--- Start of MATERIAL FOR THIS EXERCISE ---
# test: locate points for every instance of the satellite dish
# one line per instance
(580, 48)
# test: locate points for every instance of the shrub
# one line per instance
--- End of MATERIAL FOR THIS EXERCISE ---
- _THE REQUEST_:
Convert the listing above into a Markdown table with two columns, Number and Entry. Put each line's position in Number and the line itself in Entry, and leave out any blank lines.

- _RESPONSE BELOW_:
| Number | Entry |
|---|---|
| 1 | # test: locate points for every instance of the satellite dish |
| 2 | # one line per instance |
| 3 | (580, 48) |
| 4 | # test: locate points for every instance of the shrub |
| 5 | # one line per instance |